▸ WHAT YOU SHOULD DO: Among the entries that follow, some lines contain the word "below". Show all of them.

------ EXERCISE INPUT ------

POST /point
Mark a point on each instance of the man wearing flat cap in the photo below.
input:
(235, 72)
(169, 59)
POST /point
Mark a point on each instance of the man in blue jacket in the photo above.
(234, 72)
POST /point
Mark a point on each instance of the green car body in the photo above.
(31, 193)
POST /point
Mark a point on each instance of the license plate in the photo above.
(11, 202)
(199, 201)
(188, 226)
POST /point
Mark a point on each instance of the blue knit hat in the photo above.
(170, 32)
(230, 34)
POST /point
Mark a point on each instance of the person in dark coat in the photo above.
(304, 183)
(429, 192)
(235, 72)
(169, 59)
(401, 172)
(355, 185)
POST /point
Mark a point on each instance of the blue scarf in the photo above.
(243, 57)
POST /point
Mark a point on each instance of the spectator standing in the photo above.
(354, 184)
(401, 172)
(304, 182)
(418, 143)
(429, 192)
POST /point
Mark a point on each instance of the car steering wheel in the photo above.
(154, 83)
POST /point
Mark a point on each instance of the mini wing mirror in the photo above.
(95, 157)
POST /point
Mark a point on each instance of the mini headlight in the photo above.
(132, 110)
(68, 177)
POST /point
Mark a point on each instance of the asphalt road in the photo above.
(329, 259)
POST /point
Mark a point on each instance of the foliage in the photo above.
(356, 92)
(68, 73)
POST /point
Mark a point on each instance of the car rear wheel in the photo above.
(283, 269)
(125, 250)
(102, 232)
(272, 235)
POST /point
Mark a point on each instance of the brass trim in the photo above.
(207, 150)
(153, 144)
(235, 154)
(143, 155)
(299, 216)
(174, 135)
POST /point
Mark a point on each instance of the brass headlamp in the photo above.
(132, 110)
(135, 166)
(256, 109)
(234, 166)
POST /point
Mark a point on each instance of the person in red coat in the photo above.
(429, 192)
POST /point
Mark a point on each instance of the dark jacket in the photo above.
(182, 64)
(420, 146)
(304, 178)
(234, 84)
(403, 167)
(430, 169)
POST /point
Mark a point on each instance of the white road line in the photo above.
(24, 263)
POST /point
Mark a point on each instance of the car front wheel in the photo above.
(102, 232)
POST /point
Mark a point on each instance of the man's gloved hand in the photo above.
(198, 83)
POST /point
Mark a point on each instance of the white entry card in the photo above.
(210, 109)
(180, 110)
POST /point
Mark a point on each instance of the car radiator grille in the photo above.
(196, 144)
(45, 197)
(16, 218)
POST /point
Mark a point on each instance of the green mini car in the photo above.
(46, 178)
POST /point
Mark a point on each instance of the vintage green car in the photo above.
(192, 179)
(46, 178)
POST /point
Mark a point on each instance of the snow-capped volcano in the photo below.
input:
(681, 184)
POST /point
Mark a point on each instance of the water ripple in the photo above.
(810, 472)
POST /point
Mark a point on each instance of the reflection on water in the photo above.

------

▸ ANSWER SPACE:
Mark a point on each instance of the man wearing flat cap in the photo below.
Mark a point on each instance of the snow-capped volcano in the photo below.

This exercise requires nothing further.